**Brief**:
Count the lines in the entries below that contain the string "center", treating uppercase and lowercase as different. Give only the number.

**Source data**:
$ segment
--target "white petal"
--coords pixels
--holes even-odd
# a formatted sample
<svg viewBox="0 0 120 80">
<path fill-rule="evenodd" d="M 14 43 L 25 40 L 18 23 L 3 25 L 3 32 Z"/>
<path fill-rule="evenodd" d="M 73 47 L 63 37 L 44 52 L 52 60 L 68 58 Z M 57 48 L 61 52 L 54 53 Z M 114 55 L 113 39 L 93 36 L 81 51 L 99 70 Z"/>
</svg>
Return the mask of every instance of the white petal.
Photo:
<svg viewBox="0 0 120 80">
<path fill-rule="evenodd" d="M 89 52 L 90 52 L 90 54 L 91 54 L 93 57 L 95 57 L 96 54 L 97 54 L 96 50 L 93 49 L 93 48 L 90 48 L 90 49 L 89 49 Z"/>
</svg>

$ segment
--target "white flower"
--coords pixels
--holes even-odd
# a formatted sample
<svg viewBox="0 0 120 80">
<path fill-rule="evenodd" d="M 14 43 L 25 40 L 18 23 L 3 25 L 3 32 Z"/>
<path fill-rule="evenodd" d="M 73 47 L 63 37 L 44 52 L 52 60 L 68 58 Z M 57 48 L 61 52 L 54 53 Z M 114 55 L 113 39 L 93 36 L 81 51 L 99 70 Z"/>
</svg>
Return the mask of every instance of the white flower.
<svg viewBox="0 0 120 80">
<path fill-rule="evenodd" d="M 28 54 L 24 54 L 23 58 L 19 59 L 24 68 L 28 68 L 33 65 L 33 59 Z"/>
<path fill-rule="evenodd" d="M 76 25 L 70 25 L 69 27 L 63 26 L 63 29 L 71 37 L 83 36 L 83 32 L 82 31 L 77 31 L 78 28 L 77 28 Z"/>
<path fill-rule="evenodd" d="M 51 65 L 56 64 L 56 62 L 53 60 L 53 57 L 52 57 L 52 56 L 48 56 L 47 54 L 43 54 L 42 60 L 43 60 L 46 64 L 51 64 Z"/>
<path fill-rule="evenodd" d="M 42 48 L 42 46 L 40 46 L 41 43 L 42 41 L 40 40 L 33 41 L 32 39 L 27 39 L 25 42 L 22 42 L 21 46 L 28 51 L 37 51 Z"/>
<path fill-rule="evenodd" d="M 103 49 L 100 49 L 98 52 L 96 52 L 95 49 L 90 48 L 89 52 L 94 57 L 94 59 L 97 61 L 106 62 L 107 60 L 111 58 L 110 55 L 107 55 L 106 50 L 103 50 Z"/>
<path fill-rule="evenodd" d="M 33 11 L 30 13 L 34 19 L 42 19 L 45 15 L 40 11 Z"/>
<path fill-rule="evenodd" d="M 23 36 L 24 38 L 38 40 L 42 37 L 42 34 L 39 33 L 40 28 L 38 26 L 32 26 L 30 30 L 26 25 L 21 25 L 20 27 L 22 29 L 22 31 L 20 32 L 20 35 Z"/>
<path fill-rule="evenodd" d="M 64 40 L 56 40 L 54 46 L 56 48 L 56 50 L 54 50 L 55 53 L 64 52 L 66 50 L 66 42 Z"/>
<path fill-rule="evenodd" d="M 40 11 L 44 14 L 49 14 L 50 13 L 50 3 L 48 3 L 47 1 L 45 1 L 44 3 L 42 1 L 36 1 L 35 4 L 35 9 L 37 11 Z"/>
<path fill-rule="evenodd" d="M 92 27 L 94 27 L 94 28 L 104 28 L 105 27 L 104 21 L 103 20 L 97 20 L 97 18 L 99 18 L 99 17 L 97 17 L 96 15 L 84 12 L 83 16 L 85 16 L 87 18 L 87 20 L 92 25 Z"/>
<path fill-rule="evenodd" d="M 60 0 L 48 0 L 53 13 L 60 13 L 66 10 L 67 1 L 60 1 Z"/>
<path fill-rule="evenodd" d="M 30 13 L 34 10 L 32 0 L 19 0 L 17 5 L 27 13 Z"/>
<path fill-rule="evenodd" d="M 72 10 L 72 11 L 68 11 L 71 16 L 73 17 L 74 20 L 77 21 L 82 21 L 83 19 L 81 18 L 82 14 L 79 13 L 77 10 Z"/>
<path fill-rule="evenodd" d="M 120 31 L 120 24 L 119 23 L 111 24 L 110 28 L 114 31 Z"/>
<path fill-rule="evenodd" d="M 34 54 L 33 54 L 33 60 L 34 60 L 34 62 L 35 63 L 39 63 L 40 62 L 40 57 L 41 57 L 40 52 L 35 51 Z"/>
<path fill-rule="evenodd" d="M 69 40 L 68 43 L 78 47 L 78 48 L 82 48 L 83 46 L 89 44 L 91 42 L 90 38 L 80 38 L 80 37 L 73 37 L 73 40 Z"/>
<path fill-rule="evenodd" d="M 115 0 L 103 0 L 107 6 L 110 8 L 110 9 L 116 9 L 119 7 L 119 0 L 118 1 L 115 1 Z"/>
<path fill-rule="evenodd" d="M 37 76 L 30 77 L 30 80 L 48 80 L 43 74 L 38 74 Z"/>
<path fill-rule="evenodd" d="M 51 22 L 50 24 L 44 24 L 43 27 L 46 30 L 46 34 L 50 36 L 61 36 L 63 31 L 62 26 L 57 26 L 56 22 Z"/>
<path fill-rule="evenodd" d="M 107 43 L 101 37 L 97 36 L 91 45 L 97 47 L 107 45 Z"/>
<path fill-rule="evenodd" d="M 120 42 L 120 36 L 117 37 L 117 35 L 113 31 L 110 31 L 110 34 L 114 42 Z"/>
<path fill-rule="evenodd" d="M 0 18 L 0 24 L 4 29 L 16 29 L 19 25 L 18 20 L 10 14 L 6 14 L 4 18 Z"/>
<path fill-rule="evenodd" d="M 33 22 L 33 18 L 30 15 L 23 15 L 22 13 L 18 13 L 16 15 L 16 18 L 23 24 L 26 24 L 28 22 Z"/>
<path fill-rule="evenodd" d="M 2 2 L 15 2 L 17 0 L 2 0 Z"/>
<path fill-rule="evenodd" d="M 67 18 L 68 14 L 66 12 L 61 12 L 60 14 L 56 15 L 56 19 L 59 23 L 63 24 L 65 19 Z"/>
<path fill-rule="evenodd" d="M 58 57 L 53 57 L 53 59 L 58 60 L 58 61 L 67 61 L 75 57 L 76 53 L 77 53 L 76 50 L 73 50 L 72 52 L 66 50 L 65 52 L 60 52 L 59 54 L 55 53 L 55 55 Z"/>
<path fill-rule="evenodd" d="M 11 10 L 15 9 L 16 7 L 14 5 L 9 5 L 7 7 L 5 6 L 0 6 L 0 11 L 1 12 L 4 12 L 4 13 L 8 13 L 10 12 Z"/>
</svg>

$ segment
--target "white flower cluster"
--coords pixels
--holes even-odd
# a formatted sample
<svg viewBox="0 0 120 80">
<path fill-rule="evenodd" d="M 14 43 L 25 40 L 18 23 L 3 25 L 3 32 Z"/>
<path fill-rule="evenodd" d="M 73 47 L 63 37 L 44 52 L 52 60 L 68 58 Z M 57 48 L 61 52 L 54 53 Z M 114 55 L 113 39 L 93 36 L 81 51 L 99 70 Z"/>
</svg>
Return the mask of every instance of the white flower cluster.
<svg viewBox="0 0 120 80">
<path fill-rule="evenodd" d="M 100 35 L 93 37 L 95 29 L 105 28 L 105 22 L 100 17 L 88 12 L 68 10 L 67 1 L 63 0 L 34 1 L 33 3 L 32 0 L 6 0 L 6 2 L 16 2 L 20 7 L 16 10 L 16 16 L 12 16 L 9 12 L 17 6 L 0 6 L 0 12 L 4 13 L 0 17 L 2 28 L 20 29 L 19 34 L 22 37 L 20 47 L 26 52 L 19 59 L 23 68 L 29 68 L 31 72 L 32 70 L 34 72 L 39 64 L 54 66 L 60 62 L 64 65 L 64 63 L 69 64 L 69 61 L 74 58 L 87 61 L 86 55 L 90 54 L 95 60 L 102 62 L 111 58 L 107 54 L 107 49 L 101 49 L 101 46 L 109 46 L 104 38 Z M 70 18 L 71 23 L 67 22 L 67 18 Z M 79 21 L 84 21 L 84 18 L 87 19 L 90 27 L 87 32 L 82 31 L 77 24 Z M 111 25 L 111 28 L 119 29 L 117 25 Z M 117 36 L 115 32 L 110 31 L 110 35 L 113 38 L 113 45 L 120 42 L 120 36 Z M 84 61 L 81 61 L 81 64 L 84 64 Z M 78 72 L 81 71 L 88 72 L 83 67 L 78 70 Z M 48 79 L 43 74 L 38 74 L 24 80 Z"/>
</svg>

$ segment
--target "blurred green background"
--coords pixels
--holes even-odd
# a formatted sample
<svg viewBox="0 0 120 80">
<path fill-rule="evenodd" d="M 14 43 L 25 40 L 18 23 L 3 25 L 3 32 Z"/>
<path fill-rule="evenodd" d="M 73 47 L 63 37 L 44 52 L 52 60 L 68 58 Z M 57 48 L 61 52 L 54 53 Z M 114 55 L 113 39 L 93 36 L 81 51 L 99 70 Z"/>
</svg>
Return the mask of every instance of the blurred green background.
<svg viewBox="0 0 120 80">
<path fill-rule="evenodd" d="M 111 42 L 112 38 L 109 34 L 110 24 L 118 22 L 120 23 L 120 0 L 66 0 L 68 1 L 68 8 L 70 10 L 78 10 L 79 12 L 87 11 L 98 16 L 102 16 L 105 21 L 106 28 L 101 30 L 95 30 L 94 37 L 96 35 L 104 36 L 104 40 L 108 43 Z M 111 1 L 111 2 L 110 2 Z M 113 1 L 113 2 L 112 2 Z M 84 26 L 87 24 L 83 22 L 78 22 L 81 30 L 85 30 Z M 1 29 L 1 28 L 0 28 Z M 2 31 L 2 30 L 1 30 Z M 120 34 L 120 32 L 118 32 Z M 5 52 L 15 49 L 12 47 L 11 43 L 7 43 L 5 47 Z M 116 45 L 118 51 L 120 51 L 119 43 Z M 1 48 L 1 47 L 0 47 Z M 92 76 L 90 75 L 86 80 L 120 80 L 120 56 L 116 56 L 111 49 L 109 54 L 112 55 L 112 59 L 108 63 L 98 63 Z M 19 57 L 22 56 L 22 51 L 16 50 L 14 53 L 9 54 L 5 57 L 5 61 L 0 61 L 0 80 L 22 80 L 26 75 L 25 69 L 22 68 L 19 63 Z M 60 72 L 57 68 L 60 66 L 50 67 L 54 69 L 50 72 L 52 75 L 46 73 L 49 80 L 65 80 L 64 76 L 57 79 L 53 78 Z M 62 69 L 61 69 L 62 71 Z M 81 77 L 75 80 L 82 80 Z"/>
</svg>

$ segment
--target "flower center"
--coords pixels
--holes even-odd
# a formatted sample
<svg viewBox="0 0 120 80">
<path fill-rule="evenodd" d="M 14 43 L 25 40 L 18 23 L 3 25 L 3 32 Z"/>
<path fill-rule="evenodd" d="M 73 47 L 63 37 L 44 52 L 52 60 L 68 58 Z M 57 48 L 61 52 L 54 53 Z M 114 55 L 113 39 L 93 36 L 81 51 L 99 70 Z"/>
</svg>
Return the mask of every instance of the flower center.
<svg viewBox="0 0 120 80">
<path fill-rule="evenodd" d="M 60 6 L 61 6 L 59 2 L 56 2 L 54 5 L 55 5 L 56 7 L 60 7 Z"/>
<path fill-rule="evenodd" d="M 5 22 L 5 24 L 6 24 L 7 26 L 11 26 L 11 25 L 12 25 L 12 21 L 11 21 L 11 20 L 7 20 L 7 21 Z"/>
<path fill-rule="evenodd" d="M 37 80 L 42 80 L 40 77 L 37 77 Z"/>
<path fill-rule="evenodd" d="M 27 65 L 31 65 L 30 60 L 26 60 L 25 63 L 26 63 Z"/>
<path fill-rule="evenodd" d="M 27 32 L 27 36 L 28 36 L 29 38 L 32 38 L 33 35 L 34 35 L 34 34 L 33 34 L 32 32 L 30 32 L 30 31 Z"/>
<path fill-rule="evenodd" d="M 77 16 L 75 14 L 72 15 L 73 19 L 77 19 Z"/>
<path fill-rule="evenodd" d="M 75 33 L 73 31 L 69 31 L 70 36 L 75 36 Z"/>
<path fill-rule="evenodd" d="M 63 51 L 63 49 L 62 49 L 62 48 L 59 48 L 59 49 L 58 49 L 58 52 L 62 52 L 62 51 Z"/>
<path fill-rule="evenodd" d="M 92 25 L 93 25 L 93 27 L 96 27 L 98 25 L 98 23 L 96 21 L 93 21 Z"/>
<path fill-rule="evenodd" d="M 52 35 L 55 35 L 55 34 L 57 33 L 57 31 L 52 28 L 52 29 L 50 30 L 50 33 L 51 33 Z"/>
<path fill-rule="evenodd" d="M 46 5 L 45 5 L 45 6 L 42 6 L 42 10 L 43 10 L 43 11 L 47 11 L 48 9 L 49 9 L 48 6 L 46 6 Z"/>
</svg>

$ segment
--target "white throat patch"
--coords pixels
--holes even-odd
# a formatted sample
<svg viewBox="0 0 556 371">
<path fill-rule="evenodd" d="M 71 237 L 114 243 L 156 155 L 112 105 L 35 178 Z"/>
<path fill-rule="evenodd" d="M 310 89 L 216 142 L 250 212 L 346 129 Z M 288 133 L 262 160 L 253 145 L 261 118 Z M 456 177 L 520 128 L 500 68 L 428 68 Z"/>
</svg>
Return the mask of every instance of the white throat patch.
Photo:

**Solution to this task**:
2